-------- Records for processing --------

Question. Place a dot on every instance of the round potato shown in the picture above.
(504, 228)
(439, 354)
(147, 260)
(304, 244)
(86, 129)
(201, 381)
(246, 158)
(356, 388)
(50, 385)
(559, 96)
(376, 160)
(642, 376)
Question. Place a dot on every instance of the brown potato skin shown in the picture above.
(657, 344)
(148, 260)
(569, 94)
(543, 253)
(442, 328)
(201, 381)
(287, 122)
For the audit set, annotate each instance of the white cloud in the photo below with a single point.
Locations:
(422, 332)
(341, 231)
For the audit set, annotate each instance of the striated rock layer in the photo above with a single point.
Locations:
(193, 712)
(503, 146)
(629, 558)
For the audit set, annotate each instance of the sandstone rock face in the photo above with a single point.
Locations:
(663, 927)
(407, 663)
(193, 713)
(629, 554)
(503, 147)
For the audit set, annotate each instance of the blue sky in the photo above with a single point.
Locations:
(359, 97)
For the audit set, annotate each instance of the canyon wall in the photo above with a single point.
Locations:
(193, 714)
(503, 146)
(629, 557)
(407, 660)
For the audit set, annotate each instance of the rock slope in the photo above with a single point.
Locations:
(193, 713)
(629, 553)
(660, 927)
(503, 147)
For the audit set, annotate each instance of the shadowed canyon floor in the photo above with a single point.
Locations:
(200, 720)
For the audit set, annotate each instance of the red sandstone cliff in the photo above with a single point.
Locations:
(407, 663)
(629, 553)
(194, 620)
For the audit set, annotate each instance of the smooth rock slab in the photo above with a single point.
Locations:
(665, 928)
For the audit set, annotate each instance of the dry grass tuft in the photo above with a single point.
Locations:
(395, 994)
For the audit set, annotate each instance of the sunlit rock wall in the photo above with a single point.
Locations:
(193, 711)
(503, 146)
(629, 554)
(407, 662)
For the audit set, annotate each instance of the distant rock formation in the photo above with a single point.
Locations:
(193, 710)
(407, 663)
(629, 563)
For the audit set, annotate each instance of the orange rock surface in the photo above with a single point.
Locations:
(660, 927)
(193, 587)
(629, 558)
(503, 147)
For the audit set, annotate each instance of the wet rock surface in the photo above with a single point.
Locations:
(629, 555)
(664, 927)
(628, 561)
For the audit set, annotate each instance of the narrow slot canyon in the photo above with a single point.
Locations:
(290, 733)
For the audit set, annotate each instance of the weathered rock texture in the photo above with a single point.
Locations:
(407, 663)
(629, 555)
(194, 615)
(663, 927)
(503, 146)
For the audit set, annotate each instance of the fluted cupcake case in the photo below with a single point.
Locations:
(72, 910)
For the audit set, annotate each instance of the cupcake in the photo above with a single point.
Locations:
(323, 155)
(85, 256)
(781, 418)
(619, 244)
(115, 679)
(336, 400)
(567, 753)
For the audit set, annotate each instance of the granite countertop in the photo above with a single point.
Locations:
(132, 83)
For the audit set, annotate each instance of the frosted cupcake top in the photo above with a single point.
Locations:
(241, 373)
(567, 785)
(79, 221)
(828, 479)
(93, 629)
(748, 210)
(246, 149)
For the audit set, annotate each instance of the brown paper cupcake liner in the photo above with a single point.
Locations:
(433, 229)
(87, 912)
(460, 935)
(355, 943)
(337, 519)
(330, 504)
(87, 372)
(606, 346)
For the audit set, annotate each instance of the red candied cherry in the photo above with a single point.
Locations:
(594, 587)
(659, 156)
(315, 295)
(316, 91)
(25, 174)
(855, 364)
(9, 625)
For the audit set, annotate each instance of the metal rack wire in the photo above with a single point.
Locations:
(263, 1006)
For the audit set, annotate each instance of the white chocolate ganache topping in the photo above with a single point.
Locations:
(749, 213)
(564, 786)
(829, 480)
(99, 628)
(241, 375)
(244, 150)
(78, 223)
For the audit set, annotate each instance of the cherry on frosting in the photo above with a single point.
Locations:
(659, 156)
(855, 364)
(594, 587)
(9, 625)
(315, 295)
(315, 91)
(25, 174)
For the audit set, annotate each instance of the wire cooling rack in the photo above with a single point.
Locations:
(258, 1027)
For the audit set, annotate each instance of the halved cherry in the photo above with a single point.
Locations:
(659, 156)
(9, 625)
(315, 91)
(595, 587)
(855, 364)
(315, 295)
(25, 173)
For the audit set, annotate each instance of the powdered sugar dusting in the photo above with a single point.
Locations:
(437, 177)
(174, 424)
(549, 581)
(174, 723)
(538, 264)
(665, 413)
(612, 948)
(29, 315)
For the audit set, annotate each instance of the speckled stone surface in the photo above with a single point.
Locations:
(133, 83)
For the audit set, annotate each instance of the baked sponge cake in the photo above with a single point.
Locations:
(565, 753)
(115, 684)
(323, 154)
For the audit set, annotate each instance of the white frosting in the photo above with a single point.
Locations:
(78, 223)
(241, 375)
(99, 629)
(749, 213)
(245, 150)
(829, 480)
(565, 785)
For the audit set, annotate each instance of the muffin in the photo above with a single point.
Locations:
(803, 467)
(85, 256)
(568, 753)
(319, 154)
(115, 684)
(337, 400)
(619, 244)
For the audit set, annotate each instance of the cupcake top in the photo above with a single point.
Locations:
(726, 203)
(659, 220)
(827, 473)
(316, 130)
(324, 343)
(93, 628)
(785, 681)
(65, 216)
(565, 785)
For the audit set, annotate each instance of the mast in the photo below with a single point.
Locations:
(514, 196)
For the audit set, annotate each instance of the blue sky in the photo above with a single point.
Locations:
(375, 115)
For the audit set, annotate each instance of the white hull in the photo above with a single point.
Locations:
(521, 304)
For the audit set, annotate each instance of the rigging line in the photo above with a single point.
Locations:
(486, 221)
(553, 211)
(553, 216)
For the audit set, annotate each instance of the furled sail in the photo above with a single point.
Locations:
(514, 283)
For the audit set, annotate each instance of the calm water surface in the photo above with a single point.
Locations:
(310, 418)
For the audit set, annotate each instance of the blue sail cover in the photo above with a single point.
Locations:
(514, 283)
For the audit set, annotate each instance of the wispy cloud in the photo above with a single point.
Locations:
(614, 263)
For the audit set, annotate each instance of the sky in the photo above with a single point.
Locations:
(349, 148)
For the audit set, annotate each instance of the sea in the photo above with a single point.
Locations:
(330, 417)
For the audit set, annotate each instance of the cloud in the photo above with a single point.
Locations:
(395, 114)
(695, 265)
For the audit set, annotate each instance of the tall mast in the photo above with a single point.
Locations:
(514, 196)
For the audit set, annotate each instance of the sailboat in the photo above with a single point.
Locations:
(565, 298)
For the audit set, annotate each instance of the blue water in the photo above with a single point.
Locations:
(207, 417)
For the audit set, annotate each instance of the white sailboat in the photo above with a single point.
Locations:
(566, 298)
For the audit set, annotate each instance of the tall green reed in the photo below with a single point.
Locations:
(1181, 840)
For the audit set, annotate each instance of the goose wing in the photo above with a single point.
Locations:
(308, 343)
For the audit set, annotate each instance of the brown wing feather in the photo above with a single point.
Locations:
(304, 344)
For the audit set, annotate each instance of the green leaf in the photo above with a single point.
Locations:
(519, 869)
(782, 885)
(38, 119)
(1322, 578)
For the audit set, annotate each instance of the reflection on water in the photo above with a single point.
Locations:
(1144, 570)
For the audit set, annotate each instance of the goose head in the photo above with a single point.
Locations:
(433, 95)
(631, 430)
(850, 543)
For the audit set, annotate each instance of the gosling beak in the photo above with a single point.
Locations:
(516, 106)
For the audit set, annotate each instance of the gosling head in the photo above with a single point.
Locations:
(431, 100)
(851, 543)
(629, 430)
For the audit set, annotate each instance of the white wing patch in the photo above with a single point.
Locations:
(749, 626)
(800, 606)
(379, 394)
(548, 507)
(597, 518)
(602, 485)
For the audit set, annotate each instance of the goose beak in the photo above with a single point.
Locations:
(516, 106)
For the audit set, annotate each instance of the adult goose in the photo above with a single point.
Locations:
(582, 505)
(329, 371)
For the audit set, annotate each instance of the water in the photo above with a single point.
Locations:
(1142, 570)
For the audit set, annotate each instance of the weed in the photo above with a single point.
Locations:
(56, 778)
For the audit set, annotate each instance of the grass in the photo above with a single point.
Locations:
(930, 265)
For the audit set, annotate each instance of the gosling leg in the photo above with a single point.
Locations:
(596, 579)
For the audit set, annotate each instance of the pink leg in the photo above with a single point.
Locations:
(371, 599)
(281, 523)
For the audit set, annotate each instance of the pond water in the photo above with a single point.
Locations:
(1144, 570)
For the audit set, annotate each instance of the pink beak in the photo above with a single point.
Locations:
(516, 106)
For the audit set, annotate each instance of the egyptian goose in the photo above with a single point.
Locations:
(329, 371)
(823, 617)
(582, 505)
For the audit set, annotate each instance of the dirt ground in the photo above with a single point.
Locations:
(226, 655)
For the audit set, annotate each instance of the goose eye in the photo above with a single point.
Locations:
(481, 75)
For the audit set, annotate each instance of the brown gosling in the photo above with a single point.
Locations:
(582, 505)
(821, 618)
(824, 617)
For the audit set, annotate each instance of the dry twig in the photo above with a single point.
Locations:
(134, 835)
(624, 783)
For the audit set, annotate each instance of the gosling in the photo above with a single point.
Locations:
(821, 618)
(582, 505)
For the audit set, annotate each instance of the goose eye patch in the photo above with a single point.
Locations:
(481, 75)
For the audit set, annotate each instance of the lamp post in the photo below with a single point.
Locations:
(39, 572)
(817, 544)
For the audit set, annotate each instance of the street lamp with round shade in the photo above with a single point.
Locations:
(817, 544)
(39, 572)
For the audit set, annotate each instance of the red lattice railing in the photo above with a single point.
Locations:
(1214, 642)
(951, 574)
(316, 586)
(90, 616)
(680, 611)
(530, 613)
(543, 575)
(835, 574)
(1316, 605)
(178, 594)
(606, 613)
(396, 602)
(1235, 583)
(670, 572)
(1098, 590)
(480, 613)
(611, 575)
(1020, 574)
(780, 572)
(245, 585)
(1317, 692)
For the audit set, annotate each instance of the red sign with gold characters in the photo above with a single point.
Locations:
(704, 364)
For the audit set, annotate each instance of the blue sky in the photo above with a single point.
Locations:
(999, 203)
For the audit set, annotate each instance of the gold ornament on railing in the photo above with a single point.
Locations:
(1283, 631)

--------

Change every "lattice" to "iron" in the lines between the one holding "For the audit set, annotate each instance of the gosling in" and the one holding "(1317, 692)", inclusive. Reproduce only those lines, leaving everything else in them as it stands.

• **Exercise response**:
For the audit set, annotate each instance of the gosling in the photo above with a single point.
Locations:
(821, 618)
(582, 505)
For the audit set, annotate each instance of the goose eye patch in the photo above with a single point.
Locations:
(481, 75)
For the audit set, annotate each instance of the lamp post in the photo below with a single point.
Locations:
(39, 572)
(817, 544)
For the audit set, annotate each instance of the street lamp with round shade in the photo above with a single point.
Locations:
(817, 544)
(39, 572)
For the audit set, annotate each instance of the red iron railing in the photo above with a single point.
Locations:
(1214, 642)
(951, 574)
(316, 586)
(90, 616)
(680, 611)
(530, 613)
(543, 575)
(835, 574)
(1316, 605)
(178, 594)
(606, 613)
(396, 602)
(1235, 583)
(670, 572)
(1098, 590)
(480, 613)
(611, 575)
(1020, 574)
(780, 572)
(245, 585)
(1317, 692)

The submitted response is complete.